• **EXERCISE DIRECTIONS**: Swap every "bounding box" in the listing below for "box coordinates", and give all of the lines back with nothing else changed.
☆ ☆ ☆ ☆
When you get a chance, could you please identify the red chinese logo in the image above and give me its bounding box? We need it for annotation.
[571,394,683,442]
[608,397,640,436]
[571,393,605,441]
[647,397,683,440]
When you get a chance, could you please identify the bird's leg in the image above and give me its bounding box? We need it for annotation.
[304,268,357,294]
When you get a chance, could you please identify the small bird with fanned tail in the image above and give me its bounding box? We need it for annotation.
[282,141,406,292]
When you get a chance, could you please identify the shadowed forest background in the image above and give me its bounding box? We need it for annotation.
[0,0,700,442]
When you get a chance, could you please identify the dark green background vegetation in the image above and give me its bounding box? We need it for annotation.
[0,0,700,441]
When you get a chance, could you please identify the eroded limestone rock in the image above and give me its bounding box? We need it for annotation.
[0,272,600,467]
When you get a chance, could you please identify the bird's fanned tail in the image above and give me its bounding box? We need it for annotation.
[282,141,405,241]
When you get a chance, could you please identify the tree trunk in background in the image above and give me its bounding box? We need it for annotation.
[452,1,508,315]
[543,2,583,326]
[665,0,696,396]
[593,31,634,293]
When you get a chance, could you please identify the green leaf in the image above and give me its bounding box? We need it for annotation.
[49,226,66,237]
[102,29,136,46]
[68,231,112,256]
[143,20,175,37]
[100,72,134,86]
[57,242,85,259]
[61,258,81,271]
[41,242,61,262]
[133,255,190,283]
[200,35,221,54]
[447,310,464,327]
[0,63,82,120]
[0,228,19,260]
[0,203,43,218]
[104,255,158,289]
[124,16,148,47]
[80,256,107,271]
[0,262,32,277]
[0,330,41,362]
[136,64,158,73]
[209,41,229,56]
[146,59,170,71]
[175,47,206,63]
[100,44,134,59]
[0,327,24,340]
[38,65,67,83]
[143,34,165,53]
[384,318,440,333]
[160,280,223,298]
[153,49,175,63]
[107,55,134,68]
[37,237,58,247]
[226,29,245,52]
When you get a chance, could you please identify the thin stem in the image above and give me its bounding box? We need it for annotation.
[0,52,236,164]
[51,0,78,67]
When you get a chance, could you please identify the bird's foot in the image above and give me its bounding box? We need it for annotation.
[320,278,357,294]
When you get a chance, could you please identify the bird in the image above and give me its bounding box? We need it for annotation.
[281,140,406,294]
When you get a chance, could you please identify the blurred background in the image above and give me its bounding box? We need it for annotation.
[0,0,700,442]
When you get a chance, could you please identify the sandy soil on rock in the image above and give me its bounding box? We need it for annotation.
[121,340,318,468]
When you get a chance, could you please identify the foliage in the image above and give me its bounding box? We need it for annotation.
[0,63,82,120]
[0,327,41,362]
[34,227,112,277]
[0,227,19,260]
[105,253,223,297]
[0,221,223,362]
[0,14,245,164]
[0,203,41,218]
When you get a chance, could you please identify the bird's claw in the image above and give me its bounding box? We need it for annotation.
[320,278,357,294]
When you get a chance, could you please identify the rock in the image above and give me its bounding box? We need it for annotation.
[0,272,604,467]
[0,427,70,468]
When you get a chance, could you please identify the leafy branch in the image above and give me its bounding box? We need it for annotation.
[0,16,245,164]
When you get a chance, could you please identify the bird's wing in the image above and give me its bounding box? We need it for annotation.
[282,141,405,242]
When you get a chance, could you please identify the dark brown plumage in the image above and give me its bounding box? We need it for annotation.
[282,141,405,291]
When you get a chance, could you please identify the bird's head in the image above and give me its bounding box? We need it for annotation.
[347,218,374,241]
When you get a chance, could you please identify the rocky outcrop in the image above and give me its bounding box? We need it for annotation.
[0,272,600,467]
☆ ☆ ☆ ☆
• **TASK SOLUTION**:
When you get a chance, could you please identify the red chinese logo in the image above and give me its box coordinates? We need it for annotation.
[571,394,683,442]
[608,397,640,436]
[571,393,605,441]
[647,397,683,440]
When you get a chance, could you please identify the bird's leg in the image above and give me its box coordinates? We need it for annotation.
[304,268,357,294]
When you get a chance, could you please identify the small bird with fanned tail in the image above and give me its box coordinates? We need it for annotation.
[282,141,406,292]
When you get a chance, could you please identify the shadowed forest background in the image above and give me its box coordinates? We need it for annotation.
[0,0,700,442]
When you get a chance, could you please identify the dark green background vegetation in the image above and give me its box coordinates? We need it for annotation.
[0,0,700,441]
When you get a chance, could you please identify the eroded limestone rock in the image above and give me its box coordinates? We need it for annotation.
[0,272,600,467]
When you get a chance, could you please identify the bird's fanned tail in the image above and give me its box coordinates? We need it for annotation.
[282,141,405,241]
When you get a chance, could you please identify the tree trunk in background in the image above and give me its box coordinates? We need it for annotation.
[452,1,508,315]
[543,2,583,326]
[665,0,696,396]
[593,31,634,293]
When you get a chance, could you please identify the green leaf in the image above and give me its box coordinates? We need it for annotation.
[49,226,66,237]
[102,29,136,46]
[68,231,112,256]
[143,20,175,37]
[100,72,134,86]
[57,242,85,259]
[61,258,81,271]
[41,242,61,262]
[133,255,190,283]
[200,35,221,54]
[447,310,464,327]
[0,63,82,120]
[0,228,19,260]
[0,203,43,218]
[104,255,158,289]
[124,16,148,47]
[80,256,107,271]
[0,262,32,277]
[0,330,41,362]
[136,64,158,73]
[209,41,229,56]
[146,59,170,71]
[175,47,206,63]
[100,44,134,59]
[0,327,24,340]
[38,65,67,83]
[143,34,165,53]
[384,318,440,333]
[160,280,223,298]
[153,49,175,63]
[107,55,134,68]
[37,237,58,247]
[226,29,245,52]
When you get a chance, could you please identify the thin stem in the image above and give me its box coordinates? We need it for annotation.
[0,52,236,164]
[51,0,78,67]
When you get a chance, could you please identify the bird's foot in the image above and give me its box coordinates? We need it for annotation.
[320,278,357,294]
When you get a chance, could you please identify the bird in the image above and give me its box coordinates? We need it for annotation.
[281,140,406,294]
When you get a chance, could you please identify the blurred background in the image above and give me its box coordinates? We need it for annotation.
[0,0,700,442]
When you get a chance, could you please identify the sandy soil on rock in the image above and give me its box coordinates? We need it for annotation.
[121,340,318,468]
When you get a chance, could you please identify the foliage in the image above and give me its box coordinates? We need it for annotation.
[0,63,82,120]
[0,327,41,362]
[34,227,112,277]
[0,227,19,260]
[105,253,223,297]
[0,221,223,362]
[0,14,245,164]
[0,203,41,218]
When you get a chance, could you please identify the bird's claw in the image above and give me its box coordinates? We need it for annotation.
[320,278,357,294]
When you get a chance, could you please identify the rock in the image above and give me its box coordinates? We need it for annotation.
[0,272,604,467]
[0,427,70,468]
When you get a chance, could you please identify the leafy branch in the image above and give me its box coordinates? We need it for annotation.
[0,16,245,164]
When you get a chance, could you please identify the bird's wing in the image above and give me its box coordinates? We need it for annotation.
[282,141,405,242]
When you get a chance, could you please identify the dark brown plumage in the image above and give me its box coordinates? We need it for annotation.
[282,141,405,291]
When you get a chance, could you please identify the bird's head in the image above and give me its box coordinates? We need it for annotation.
[347,218,374,241]
When you get a chance, could you please identify the rocky outcrop in the image above and give me its box coordinates? We need it for annotation.
[0,272,600,467]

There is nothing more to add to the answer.